Pictures aside, repeat every entry exactly.

──────── INPUT RECORDS ────────

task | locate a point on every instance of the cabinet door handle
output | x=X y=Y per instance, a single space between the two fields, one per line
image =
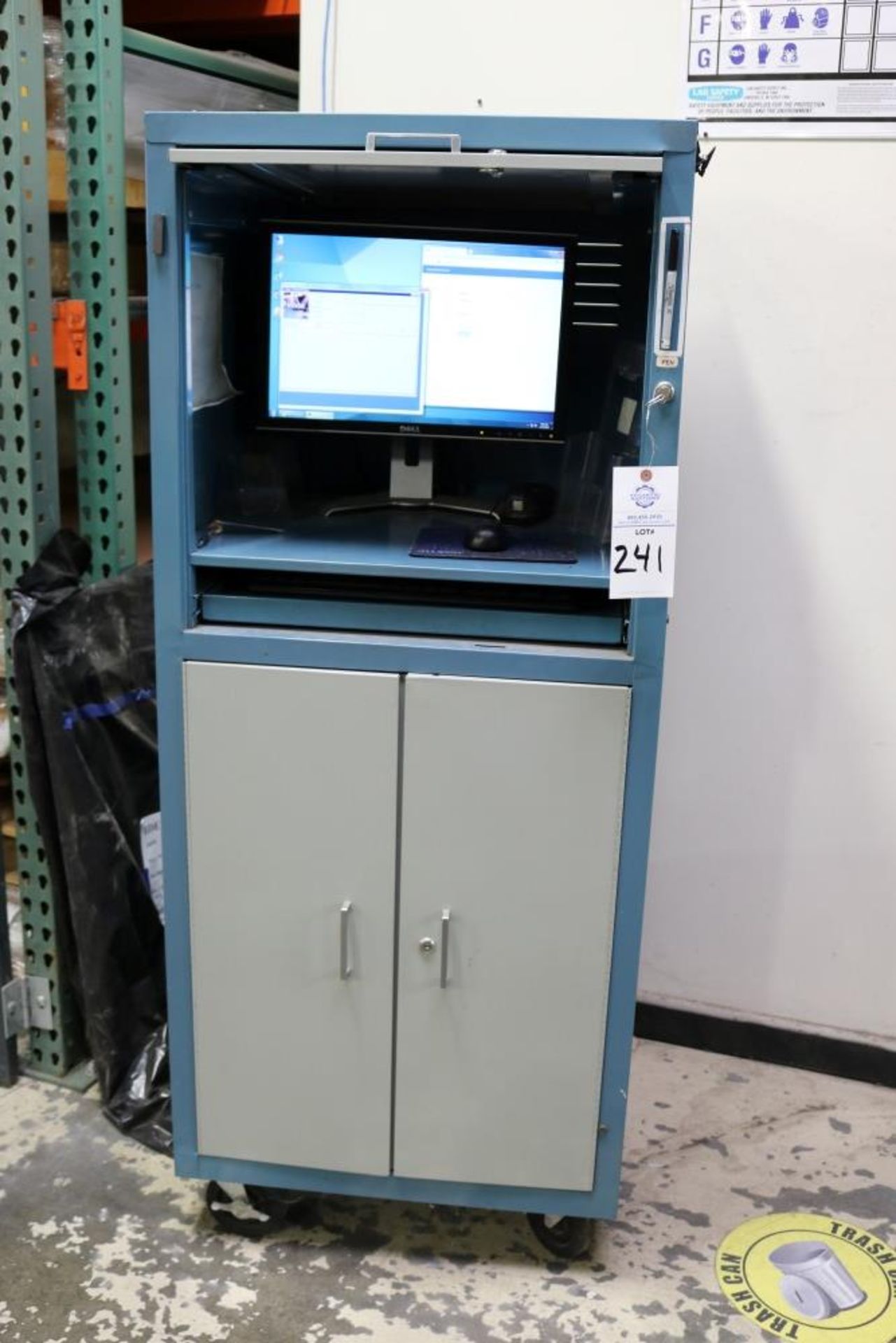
x=446 y=924
x=344 y=965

────────

#### SOLUTION
task | locate a point on every instance of the cabinet door handle
output | x=X y=Y per instance, a single space between the two fields, one per line
image =
x=446 y=924
x=344 y=965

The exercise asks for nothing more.